>> Start Extracted entries

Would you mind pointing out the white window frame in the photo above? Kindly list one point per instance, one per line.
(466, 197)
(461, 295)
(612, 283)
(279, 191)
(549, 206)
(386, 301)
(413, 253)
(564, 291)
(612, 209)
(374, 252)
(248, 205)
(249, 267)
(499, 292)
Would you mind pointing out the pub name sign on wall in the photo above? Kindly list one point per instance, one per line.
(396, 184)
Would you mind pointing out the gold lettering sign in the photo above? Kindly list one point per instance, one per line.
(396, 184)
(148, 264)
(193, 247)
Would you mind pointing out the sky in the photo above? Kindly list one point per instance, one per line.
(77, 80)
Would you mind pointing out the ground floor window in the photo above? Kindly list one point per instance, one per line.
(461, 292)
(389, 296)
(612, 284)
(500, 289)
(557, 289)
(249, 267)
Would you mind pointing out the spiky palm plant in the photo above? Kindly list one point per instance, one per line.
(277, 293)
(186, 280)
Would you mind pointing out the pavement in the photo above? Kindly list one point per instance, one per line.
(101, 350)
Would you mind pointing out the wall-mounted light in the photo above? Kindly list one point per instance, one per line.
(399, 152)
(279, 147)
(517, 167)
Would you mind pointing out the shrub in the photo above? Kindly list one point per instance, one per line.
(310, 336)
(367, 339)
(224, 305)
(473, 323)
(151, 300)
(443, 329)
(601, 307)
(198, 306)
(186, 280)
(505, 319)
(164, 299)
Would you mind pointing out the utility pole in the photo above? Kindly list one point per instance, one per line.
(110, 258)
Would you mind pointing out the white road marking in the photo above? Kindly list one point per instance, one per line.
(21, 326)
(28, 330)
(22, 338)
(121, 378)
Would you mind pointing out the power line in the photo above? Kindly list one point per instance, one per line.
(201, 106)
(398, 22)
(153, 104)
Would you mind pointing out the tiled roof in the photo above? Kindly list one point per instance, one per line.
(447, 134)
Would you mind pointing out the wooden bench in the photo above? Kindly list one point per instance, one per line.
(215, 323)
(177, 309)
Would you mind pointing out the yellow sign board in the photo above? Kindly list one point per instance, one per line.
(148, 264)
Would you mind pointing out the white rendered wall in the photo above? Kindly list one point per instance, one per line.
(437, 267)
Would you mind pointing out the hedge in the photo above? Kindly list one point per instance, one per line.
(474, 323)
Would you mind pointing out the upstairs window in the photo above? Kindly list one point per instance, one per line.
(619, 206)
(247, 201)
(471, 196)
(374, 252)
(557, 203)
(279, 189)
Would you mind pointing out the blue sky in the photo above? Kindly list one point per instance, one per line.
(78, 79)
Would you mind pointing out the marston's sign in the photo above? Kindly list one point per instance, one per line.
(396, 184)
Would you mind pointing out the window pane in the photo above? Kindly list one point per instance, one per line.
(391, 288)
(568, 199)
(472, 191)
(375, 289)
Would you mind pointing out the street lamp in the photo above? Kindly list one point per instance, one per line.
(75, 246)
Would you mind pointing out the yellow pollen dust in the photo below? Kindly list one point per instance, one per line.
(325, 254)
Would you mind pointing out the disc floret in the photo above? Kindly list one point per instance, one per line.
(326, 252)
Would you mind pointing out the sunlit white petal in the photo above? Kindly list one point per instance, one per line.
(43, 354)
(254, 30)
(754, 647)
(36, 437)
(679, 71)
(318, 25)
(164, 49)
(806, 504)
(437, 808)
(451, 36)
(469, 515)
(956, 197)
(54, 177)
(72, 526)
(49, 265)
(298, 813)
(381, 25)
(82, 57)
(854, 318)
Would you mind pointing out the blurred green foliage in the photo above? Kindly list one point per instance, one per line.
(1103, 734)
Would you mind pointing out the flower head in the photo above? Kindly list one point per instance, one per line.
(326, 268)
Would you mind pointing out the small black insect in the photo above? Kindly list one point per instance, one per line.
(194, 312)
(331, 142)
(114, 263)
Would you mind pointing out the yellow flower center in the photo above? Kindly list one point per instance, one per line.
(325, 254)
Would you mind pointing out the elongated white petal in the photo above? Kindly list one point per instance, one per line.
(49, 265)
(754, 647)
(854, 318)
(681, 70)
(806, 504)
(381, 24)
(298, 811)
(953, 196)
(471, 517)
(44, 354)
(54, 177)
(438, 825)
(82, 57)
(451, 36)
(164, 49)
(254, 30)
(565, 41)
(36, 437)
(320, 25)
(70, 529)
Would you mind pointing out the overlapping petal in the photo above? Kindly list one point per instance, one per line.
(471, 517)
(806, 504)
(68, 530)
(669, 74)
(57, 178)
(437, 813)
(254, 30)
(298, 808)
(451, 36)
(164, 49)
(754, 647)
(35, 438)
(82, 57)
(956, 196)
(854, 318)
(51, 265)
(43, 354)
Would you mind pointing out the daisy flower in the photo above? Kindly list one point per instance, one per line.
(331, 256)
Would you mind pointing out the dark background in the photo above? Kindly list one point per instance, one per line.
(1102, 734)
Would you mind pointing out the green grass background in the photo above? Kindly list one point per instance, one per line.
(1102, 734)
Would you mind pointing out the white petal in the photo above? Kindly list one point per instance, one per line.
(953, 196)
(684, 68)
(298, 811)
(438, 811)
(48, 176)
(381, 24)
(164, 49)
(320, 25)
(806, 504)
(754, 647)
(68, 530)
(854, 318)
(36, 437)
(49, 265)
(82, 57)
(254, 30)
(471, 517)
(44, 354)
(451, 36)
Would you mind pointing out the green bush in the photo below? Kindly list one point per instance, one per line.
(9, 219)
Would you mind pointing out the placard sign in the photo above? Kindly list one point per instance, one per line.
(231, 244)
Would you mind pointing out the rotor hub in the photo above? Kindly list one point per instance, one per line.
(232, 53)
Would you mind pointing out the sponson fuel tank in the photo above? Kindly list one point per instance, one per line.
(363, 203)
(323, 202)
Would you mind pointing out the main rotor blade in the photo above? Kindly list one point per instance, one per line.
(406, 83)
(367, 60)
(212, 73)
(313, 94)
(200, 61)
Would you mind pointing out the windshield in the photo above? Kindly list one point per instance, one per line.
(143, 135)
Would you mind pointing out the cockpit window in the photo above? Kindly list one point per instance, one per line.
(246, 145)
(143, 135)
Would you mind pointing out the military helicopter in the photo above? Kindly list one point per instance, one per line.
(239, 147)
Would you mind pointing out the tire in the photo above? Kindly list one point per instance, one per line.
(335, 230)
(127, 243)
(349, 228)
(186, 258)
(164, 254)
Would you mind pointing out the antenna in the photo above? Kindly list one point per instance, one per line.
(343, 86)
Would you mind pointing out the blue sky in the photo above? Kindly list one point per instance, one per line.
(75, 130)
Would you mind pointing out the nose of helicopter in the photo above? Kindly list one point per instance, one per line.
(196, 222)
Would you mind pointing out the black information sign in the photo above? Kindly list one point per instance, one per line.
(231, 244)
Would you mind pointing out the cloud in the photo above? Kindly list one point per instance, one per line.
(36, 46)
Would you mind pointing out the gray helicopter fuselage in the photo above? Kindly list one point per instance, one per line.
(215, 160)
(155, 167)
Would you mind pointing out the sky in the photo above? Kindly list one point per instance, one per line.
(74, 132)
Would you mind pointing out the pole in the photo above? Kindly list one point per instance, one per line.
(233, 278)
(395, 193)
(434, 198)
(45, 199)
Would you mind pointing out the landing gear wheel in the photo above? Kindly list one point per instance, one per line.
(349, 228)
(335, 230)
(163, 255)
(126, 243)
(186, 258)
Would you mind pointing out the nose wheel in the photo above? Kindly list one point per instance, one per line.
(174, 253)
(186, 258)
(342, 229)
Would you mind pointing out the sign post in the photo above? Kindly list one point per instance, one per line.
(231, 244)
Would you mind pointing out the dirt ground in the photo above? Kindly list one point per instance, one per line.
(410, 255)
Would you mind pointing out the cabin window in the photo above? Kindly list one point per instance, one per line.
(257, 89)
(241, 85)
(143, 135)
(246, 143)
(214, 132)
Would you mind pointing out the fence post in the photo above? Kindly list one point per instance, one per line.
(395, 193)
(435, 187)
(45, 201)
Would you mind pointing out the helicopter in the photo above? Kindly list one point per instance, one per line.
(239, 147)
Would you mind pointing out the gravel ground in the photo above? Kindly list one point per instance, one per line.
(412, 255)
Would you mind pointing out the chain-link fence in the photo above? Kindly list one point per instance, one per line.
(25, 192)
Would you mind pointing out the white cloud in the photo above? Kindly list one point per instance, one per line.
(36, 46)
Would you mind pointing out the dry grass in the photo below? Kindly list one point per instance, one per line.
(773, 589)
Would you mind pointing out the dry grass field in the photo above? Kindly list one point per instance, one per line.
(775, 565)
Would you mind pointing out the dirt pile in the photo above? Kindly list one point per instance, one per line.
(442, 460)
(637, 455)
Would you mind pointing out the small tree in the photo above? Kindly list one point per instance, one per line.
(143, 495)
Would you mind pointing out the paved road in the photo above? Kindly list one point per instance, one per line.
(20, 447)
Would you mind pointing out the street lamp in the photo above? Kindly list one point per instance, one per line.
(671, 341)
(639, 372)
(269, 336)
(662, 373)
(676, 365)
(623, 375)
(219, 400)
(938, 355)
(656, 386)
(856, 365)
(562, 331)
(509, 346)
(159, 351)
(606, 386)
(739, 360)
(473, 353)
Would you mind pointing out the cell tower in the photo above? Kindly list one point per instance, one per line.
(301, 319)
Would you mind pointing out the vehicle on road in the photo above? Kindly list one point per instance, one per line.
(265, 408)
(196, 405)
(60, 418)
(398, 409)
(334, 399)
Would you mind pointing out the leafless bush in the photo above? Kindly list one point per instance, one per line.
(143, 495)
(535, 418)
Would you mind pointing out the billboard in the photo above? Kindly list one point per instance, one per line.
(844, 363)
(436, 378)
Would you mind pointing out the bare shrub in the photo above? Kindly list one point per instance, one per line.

>> End Extracted entries

## Exercise details
Retype, exactly and only, the lines running from the one with "Would you mind pointing out the vehicle" through the final line of the listing above.

## Written solution
Would you mind pointing out the vehicle on road in the photo above? Kindly list one point per instance, one per line.
(265, 408)
(196, 405)
(60, 418)
(398, 409)
(334, 399)
Would you mind pointing out the leafless bush in the photo above? Kindly list one point per instance, one per line.
(143, 495)
(535, 418)
Would you mind pointing out the billboard in the photo above? Kindly list one point per instance, one per line.
(844, 363)
(436, 378)
Would you mind pointing out the bare shrub in the photo above? Kindly list one point per instance, one per line.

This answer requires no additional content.